● **Task item**
Return all lines of the records that contain the word "water".

BEGIN Provided data

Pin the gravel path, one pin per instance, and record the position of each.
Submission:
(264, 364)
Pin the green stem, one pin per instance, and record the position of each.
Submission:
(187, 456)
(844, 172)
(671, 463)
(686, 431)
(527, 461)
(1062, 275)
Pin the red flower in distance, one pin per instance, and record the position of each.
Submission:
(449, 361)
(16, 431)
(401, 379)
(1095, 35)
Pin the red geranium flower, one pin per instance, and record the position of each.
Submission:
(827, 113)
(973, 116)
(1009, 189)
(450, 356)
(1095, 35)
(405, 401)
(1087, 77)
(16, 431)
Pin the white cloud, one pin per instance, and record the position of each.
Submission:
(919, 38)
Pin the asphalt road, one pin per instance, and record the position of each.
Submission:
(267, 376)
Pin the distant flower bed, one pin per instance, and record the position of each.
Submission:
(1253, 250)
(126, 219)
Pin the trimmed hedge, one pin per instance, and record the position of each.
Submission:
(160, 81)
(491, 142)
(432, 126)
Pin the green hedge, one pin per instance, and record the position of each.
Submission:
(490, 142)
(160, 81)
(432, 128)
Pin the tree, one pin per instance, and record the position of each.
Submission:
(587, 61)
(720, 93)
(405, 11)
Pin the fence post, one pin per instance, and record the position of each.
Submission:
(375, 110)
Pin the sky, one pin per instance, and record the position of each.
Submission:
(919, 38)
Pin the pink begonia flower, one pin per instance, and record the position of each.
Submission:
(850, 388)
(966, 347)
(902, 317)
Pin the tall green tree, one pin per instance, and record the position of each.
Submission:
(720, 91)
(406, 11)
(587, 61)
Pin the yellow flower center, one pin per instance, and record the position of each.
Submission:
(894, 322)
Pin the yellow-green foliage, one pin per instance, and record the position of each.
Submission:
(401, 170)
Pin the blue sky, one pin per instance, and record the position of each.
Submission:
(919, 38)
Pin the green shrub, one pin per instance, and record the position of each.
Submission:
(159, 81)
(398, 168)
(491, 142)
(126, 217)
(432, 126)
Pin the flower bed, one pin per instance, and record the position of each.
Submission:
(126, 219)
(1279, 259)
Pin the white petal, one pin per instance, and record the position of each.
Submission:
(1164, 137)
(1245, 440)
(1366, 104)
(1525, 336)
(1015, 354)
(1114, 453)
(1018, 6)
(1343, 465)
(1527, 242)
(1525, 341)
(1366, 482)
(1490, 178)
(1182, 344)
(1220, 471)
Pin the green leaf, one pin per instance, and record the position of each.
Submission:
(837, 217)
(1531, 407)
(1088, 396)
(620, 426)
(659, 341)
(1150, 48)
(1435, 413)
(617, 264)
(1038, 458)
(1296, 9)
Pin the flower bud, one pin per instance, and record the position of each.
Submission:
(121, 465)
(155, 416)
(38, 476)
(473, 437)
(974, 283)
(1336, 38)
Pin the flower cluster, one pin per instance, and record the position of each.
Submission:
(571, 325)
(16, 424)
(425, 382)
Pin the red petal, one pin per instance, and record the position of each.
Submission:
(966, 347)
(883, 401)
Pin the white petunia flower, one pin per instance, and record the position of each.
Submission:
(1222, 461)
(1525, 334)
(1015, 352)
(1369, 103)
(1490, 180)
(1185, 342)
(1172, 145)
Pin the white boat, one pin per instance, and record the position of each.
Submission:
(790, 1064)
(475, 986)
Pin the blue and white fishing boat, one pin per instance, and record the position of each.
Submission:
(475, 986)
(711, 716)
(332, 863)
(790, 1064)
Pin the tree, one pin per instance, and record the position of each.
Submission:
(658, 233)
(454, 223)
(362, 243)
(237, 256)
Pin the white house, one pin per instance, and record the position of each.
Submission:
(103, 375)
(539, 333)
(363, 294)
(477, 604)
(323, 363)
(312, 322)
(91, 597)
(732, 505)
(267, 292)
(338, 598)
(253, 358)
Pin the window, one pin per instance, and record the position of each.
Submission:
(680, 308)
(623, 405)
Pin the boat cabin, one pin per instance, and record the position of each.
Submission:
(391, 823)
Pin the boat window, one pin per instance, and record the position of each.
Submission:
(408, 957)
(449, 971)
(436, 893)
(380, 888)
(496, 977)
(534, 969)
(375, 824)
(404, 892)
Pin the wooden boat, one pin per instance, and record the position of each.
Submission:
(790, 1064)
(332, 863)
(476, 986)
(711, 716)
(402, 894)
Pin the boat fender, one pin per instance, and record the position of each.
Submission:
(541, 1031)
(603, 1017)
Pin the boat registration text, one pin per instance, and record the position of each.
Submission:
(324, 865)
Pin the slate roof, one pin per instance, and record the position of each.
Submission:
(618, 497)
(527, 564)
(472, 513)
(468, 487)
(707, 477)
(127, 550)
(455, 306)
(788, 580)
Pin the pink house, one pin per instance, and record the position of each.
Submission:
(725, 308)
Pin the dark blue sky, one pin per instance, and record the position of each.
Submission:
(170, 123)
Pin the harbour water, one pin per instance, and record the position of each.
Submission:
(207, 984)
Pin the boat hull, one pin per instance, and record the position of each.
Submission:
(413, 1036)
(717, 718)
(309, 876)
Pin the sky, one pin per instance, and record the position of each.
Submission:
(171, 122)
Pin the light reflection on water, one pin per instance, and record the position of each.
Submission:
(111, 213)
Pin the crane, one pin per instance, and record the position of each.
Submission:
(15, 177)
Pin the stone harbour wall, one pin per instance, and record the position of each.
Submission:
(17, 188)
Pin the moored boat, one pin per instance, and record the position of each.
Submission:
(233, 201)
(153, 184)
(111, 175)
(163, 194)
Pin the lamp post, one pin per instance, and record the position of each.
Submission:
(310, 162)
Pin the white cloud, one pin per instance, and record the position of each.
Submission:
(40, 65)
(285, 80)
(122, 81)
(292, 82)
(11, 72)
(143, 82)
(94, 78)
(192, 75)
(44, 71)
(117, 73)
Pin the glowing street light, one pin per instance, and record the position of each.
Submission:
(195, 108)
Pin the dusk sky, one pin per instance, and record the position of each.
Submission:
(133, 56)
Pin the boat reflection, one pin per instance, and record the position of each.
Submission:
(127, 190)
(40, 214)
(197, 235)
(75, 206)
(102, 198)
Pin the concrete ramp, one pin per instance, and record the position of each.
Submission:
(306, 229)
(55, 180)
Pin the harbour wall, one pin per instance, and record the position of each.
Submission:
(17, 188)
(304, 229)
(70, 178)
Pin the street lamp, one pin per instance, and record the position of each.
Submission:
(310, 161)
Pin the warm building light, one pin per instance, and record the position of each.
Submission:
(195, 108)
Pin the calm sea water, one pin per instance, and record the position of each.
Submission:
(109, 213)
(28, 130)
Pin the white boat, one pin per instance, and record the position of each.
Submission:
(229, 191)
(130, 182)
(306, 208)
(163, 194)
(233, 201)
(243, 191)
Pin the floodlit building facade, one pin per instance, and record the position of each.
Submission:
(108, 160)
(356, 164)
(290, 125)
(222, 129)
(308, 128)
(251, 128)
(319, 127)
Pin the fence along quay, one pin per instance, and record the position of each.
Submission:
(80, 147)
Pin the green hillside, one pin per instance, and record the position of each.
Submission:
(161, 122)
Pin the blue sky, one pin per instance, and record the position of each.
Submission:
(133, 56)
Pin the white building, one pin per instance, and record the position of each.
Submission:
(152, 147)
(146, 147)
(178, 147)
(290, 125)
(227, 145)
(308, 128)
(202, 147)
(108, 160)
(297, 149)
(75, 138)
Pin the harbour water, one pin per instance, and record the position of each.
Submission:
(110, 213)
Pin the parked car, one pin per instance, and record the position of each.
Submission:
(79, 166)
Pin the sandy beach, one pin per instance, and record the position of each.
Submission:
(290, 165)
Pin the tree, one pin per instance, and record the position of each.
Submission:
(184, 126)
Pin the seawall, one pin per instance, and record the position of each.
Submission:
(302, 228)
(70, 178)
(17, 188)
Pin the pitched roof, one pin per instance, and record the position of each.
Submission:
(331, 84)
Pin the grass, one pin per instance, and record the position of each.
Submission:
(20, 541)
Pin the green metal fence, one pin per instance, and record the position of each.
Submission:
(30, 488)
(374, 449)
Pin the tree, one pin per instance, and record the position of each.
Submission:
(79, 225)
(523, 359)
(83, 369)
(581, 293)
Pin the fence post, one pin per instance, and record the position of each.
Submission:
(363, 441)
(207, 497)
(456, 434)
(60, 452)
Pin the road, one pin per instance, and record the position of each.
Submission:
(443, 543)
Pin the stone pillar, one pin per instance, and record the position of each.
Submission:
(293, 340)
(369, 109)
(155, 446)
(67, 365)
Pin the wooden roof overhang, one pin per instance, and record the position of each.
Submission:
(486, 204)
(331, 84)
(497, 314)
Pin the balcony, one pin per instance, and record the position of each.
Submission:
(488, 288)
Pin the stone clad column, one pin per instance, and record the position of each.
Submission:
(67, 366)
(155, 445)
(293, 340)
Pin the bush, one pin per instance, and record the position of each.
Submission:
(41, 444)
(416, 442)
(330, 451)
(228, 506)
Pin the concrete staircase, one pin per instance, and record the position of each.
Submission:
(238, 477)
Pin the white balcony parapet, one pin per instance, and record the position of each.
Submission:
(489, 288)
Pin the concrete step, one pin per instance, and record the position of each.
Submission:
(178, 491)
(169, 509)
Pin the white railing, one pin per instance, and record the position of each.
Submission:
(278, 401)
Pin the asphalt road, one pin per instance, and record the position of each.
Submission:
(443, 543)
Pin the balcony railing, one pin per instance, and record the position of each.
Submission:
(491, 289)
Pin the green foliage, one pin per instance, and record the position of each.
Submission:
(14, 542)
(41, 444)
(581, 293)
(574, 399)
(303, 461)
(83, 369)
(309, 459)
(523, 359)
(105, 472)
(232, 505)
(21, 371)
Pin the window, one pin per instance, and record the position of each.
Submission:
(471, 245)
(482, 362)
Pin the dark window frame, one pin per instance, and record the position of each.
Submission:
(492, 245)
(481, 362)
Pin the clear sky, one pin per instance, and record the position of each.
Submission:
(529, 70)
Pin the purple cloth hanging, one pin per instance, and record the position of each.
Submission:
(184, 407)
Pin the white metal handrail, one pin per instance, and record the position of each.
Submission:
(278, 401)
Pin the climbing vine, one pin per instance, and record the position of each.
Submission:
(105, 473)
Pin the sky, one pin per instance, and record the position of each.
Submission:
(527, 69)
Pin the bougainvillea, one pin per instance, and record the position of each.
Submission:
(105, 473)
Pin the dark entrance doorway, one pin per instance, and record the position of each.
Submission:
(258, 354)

END Provided data

● **Written response**
Pin the harbour water, one pin per instance, and record the position of each.
Pin the light reflection on water, one pin per instance, and record the position of each.
Pin the calm sea water, one pin per instance, and record the position of each.
Pin the harbour water, one pin per instance, and record the position of each.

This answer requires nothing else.